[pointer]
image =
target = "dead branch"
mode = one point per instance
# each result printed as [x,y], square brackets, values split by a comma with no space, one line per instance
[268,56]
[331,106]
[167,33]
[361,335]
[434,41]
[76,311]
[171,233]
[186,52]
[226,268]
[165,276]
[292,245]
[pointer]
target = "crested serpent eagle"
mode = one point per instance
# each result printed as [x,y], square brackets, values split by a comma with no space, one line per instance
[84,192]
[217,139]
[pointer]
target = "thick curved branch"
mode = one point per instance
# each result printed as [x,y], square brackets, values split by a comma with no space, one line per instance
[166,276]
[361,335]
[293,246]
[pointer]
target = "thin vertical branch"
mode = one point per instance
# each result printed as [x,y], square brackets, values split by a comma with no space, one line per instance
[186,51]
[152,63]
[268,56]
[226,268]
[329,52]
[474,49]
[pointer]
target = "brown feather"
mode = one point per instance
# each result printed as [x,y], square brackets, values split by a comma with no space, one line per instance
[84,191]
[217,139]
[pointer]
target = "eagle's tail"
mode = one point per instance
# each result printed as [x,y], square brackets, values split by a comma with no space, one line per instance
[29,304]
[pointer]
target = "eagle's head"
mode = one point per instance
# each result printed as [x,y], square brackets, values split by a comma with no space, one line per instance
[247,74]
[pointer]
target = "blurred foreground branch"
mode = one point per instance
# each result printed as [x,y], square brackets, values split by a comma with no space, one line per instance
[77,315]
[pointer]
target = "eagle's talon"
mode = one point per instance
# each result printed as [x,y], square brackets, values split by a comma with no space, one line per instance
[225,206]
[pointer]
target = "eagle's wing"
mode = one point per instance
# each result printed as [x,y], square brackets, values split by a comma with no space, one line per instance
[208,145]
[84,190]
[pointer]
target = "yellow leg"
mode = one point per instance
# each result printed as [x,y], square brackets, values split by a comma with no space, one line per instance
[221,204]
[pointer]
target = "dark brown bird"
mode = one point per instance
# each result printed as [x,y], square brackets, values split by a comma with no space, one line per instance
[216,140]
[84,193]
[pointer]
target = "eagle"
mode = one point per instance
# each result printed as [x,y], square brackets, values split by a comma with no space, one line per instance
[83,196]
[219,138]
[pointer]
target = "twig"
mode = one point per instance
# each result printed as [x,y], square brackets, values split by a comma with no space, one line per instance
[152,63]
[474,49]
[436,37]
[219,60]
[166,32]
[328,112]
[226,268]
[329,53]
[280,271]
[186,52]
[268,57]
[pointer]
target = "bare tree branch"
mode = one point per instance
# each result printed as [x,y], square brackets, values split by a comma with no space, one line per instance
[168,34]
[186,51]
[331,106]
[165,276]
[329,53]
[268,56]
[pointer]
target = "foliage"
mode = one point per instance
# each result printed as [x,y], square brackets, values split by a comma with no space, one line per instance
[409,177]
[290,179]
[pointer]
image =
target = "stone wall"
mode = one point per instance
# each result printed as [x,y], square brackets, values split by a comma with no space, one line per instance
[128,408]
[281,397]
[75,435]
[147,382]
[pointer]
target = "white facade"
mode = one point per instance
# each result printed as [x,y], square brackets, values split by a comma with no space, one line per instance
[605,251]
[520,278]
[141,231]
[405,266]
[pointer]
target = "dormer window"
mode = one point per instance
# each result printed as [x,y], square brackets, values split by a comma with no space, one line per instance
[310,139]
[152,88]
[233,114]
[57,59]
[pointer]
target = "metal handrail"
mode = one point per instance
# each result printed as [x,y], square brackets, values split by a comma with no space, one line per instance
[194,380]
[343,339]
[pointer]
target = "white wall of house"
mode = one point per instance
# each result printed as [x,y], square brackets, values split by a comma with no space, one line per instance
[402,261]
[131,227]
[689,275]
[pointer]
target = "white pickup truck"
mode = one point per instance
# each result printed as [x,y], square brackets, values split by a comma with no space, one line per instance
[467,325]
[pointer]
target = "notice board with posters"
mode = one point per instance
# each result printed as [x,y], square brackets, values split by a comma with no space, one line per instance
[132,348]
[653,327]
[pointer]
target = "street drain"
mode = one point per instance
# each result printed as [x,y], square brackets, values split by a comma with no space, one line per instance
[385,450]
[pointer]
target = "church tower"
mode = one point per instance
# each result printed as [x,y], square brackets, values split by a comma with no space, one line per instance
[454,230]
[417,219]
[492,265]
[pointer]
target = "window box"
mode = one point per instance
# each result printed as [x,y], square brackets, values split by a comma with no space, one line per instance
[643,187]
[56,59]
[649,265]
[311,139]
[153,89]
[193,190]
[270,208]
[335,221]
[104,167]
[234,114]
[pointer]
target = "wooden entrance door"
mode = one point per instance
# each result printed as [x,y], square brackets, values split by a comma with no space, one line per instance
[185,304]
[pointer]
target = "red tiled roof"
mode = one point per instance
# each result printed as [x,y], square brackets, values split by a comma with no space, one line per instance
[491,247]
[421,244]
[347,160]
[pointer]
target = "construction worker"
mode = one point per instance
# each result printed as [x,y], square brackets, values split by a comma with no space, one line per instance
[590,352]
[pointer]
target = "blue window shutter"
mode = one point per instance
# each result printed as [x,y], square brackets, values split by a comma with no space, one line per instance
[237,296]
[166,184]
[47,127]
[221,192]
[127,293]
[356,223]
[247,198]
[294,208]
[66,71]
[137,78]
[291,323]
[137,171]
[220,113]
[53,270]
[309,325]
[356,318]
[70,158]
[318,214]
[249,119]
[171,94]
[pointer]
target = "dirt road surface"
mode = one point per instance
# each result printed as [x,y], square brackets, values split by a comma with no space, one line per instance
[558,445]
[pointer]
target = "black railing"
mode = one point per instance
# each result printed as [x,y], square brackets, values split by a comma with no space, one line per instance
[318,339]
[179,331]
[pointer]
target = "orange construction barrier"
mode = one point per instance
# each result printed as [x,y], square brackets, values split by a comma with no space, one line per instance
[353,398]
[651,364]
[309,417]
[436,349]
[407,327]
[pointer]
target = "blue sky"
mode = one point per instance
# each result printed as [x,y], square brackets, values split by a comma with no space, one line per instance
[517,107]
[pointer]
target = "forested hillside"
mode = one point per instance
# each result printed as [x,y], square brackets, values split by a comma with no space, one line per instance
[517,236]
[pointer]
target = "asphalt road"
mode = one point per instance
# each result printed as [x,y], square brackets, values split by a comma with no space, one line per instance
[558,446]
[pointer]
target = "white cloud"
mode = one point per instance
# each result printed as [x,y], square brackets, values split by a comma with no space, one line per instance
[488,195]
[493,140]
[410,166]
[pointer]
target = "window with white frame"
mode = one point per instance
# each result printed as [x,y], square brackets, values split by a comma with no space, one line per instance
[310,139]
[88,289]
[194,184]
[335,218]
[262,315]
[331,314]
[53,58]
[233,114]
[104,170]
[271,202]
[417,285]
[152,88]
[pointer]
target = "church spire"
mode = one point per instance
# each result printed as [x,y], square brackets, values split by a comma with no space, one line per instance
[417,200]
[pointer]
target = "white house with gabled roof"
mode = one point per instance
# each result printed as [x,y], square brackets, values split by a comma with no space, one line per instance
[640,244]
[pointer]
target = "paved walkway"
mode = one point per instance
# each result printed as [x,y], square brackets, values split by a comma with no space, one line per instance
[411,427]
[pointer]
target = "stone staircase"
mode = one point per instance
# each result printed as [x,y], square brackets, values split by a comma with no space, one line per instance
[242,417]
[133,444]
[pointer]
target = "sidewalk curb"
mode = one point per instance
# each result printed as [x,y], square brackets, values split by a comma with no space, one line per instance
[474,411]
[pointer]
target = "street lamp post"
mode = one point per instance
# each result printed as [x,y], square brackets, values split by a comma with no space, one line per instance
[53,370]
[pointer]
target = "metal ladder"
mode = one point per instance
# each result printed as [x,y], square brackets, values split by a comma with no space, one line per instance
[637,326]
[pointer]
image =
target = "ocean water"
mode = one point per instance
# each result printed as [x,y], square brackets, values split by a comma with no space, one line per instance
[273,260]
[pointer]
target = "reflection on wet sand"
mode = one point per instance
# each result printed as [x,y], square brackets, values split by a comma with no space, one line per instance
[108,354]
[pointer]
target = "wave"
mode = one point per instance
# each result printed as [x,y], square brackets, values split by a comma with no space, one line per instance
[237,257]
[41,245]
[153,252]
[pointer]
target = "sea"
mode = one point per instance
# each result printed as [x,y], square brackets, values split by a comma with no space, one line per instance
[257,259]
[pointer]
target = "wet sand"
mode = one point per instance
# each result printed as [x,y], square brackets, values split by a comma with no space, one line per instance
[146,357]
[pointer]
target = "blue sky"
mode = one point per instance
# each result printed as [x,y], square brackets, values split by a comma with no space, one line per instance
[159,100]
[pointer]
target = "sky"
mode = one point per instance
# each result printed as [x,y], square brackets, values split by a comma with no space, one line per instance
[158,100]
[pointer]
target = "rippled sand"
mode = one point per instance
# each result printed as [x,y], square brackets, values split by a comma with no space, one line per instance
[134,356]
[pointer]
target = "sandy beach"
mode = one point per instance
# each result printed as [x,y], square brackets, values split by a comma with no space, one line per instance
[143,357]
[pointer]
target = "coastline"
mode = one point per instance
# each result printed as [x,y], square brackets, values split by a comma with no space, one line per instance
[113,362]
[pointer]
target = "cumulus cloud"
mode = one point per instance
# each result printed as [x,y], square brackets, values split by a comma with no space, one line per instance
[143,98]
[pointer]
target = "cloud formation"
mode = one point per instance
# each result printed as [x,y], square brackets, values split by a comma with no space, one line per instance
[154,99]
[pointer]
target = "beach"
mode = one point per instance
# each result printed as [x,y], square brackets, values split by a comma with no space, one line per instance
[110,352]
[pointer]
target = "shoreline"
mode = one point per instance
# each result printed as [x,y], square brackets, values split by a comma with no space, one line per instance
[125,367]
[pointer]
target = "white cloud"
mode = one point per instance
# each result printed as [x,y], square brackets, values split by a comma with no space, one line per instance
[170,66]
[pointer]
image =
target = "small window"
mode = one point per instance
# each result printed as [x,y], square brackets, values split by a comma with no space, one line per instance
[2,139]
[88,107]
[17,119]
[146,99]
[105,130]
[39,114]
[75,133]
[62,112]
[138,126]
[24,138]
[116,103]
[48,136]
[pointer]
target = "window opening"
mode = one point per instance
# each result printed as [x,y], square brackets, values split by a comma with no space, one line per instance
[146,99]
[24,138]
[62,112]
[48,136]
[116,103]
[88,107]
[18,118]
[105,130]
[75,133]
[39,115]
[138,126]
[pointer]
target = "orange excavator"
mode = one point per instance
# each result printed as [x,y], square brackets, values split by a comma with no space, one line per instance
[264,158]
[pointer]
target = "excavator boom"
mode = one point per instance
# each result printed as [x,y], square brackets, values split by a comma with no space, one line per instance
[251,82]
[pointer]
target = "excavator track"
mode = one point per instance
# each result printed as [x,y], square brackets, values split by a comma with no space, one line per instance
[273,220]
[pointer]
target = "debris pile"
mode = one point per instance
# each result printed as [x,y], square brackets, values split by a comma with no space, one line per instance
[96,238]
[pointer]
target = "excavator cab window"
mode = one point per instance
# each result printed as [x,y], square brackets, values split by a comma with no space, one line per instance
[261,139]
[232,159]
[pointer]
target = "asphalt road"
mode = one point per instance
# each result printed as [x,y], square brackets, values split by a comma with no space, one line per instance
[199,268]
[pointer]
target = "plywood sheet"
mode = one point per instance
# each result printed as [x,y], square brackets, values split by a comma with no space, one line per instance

▸ TRY IT: Using the listing above, pull out all lines that hold the word "roof".

▸ REPLY TO THE TASK:
target = "red tiled roof"
target = "white house with gabled roof"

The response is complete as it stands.